▸ Required task:
Word for word, restate every line of the material.

*** Records to process ***

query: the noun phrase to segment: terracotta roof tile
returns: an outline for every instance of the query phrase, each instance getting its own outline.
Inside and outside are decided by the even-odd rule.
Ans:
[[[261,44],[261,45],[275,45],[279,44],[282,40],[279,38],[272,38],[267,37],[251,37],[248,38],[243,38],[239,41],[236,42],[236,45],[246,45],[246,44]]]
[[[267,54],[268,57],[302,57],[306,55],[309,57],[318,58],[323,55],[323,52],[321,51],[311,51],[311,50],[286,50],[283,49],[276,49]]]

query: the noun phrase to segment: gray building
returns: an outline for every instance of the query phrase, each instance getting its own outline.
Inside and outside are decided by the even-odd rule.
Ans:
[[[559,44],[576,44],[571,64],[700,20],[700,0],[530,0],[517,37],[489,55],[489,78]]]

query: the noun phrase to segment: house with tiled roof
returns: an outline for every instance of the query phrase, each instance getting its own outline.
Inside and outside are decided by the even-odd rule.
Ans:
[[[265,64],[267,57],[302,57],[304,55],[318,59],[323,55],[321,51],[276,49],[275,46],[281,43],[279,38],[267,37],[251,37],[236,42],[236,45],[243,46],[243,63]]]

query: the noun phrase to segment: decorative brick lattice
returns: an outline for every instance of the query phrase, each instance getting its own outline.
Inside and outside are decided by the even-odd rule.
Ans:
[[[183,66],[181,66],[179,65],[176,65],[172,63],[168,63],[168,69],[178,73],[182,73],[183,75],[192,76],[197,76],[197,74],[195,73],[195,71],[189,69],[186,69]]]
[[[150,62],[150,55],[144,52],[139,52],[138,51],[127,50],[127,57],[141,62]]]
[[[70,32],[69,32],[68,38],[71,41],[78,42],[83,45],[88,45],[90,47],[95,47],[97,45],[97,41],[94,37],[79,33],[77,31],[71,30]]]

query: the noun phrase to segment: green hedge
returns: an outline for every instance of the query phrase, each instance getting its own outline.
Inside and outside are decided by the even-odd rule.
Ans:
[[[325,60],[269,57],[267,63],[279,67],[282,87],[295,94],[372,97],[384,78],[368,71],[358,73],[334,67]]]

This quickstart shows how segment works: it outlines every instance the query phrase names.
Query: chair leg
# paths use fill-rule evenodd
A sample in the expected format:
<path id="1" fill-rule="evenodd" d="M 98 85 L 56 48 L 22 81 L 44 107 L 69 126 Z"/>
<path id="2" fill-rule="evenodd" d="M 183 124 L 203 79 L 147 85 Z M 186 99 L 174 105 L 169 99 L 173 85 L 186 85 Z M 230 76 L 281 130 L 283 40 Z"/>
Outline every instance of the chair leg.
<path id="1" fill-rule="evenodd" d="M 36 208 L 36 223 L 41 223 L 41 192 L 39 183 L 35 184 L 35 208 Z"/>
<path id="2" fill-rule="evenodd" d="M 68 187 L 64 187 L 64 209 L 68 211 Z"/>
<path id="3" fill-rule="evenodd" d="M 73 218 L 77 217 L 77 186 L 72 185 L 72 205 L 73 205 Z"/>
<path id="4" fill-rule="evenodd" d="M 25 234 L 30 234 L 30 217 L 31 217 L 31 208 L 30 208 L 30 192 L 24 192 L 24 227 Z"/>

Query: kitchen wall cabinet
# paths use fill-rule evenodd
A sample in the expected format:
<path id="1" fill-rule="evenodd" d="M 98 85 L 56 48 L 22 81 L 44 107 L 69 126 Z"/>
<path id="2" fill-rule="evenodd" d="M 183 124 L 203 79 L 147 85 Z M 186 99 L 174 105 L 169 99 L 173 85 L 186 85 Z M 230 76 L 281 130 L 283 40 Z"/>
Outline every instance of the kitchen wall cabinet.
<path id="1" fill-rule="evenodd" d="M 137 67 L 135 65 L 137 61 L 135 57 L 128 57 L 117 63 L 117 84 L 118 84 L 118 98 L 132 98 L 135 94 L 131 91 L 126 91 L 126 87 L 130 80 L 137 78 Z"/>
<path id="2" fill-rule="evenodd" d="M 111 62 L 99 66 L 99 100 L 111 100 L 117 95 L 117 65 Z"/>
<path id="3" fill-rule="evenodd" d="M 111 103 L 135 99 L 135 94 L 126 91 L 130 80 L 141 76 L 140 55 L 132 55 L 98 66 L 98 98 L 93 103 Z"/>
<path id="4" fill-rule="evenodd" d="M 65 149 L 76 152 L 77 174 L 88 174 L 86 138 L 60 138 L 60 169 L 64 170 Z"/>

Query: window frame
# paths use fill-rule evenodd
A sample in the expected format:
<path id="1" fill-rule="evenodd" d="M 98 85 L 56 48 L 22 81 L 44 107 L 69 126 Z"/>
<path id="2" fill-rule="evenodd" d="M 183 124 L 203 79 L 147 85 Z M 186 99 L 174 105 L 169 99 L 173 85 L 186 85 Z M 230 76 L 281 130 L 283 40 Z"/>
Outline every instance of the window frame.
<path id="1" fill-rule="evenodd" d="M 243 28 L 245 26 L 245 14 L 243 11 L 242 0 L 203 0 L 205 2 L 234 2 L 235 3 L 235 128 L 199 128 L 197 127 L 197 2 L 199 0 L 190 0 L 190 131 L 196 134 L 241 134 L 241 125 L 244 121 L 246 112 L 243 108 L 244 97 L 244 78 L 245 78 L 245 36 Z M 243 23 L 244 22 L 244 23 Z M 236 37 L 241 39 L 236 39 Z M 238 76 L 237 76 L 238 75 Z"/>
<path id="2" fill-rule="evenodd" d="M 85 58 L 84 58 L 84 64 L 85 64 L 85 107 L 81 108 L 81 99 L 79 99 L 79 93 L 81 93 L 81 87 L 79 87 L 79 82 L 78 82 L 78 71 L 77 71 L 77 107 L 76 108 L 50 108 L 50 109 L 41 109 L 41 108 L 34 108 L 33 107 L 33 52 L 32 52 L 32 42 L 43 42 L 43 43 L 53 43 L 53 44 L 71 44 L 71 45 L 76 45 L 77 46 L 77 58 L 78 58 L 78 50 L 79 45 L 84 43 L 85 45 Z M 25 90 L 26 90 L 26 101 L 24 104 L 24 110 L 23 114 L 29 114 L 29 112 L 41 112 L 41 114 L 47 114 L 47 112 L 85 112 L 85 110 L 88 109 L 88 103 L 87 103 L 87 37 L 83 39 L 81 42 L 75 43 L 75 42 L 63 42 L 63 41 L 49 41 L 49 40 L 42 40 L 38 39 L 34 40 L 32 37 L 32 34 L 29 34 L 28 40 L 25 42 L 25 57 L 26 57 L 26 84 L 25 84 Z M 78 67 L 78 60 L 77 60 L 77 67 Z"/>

***

▸ Output of the exercise:
query: the noun phrase to segment: terracotta roof tile
returns: an outline for every instance of the query phrase, each instance getting its own outline.
Inside and outside are decided by the even-odd rule.
Ans:
[[[261,44],[261,45],[275,45],[279,44],[282,40],[279,38],[272,38],[267,37],[251,37],[248,38],[243,38],[239,41],[236,42],[236,45],[246,45],[246,44]]]
[[[267,54],[268,57],[302,57],[306,55],[309,57],[318,58],[323,55],[323,52],[321,51],[311,51],[311,50],[286,50],[283,49],[276,49]]]

query: the noun phrase to segment: gray building
returns: an outline for every instance of the query phrase, each instance getting its own outline.
Inside and outside are decided by the even-odd rule.
Ans:
[[[559,44],[576,44],[571,64],[700,20],[700,0],[530,0],[517,37],[489,55],[489,78]]]

query: the noun phrase to segment: house with tiled roof
returns: an outline for every instance of the query phrase, each instance getting its own outline.
Inside and outside are decided by the even-odd rule.
Ans:
[[[265,64],[267,57],[302,57],[304,55],[318,59],[323,55],[321,51],[276,49],[275,46],[281,43],[279,38],[267,37],[251,37],[236,42],[236,45],[243,46],[243,63]]]

query: the noun phrase to segment: decorative brick lattice
returns: an outline for every instance of the query phrase, each instance getting its own outline.
Inside and outside are decided by the even-odd rule.
Ans:
[[[183,66],[181,66],[179,65],[176,65],[172,63],[168,63],[168,69],[178,73],[182,73],[183,75],[192,76],[197,76],[197,74],[195,73],[195,71],[189,69],[186,69]]]
[[[150,62],[150,55],[144,52],[139,52],[138,51],[127,50],[127,57],[141,62]]]
[[[70,32],[69,32],[68,38],[71,41],[78,42],[83,45],[88,45],[90,47],[95,47],[97,45],[97,41],[94,37],[79,33],[77,31],[71,30]]]

query: the noun phrase to segment: green hedge
returns: an outline for every instance of the query phrase, each instance getting its own outline.
Inside and outside are decided by the even-odd rule.
Ans:
[[[325,60],[269,57],[267,63],[279,67],[282,87],[295,94],[372,97],[384,78],[368,71],[358,73],[334,67]]]

This quickstart shows how segment works: it outlines every instance the query phrase names.
Query: chair leg
# paths use fill-rule evenodd
A sample in the expected format:
<path id="1" fill-rule="evenodd" d="M 98 85 L 56 48 L 22 81 L 44 107 L 69 126 Z"/>
<path id="2" fill-rule="evenodd" d="M 183 124 L 203 79 L 147 85 Z M 186 99 L 174 105 L 169 99 L 173 85 L 186 85 Z M 230 76 L 281 130 L 283 40 Z"/>
Outline every instance of the chair leg.
<path id="1" fill-rule="evenodd" d="M 36 208 L 36 223 L 41 223 L 41 192 L 39 183 L 35 184 L 35 208 Z"/>
<path id="2" fill-rule="evenodd" d="M 68 187 L 64 187 L 64 209 L 68 211 Z"/>
<path id="3" fill-rule="evenodd" d="M 73 218 L 77 217 L 77 186 L 72 185 L 72 205 L 73 205 Z"/>
<path id="4" fill-rule="evenodd" d="M 25 234 L 30 234 L 30 217 L 31 217 L 31 208 L 30 208 L 30 192 L 24 192 L 24 227 Z"/>

Query: kitchen wall cabinet
# paths use fill-rule evenodd
A sample in the expected format:
<path id="1" fill-rule="evenodd" d="M 98 85 L 56 48 L 22 81 L 44 107 L 69 126 Z"/>
<path id="2" fill-rule="evenodd" d="M 183 124 L 203 79 L 147 85 Z M 186 99 L 174 105 L 169 99 L 173 85 L 186 85 Z M 230 76 L 281 130 L 283 40 Z"/>
Outline every instance of the kitchen wall cabinet.
<path id="1" fill-rule="evenodd" d="M 137 67 L 135 65 L 137 61 L 135 57 L 128 57 L 117 63 L 117 84 L 118 84 L 118 98 L 132 98 L 135 94 L 131 91 L 126 91 L 126 87 L 130 80 L 137 78 Z"/>
<path id="2" fill-rule="evenodd" d="M 111 62 L 99 66 L 99 100 L 111 100 L 117 95 L 117 65 Z"/>
<path id="3" fill-rule="evenodd" d="M 111 103 L 135 99 L 135 94 L 126 91 L 130 80 L 141 76 L 140 55 L 132 55 L 98 66 L 98 98 L 93 103 Z"/>
<path id="4" fill-rule="evenodd" d="M 65 149 L 76 152 L 77 174 L 88 174 L 86 138 L 60 138 L 60 169 L 64 170 Z"/>

Query: window frame
# paths use fill-rule evenodd
A sample in the expected format:
<path id="1" fill-rule="evenodd" d="M 98 85 L 56 48 L 22 81 L 44 107 L 69 126 Z"/>
<path id="2" fill-rule="evenodd" d="M 183 124 L 203 79 L 147 85 Z M 186 99 L 174 105 L 169 99 L 173 85 L 186 85 Z M 230 76 L 281 130 L 283 40 Z"/>
Outline every instance of the window frame.
<path id="1" fill-rule="evenodd" d="M 243 28 L 245 26 L 245 14 L 243 11 L 242 0 L 203 0 L 205 2 L 234 2 L 235 3 L 235 128 L 199 128 L 197 127 L 197 2 L 199 0 L 190 0 L 190 131 L 196 134 L 241 134 L 241 125 L 244 121 L 246 112 L 243 108 L 244 97 L 244 78 L 245 78 L 245 36 Z M 243 23 L 244 22 L 244 23 Z M 236 37 L 241 39 L 236 39 Z M 238 76 L 237 76 L 238 75 Z"/>
<path id="2" fill-rule="evenodd" d="M 85 58 L 84 58 L 84 64 L 85 64 L 85 107 L 81 108 L 81 99 L 79 99 L 79 93 L 81 93 L 81 87 L 79 87 L 79 82 L 78 82 L 78 71 L 77 71 L 77 107 L 76 108 L 50 108 L 50 109 L 41 109 L 41 108 L 34 108 L 33 107 L 33 52 L 32 52 L 32 42 L 43 42 L 43 43 L 53 43 L 53 44 L 71 44 L 71 45 L 76 45 L 77 46 L 77 58 L 78 58 L 78 50 L 79 45 L 84 43 L 85 45 Z M 25 90 L 26 90 L 26 101 L 24 104 L 24 110 L 23 114 L 29 114 L 29 112 L 41 112 L 41 114 L 47 114 L 47 112 L 85 112 L 85 110 L 88 109 L 88 103 L 87 103 L 87 37 L 83 39 L 81 42 L 75 43 L 75 42 L 63 42 L 63 41 L 49 41 L 49 40 L 42 40 L 38 39 L 34 40 L 32 37 L 32 34 L 29 34 L 28 40 L 25 42 L 25 57 L 26 57 L 26 84 L 25 84 Z M 78 67 L 78 60 L 77 60 L 77 67 Z"/>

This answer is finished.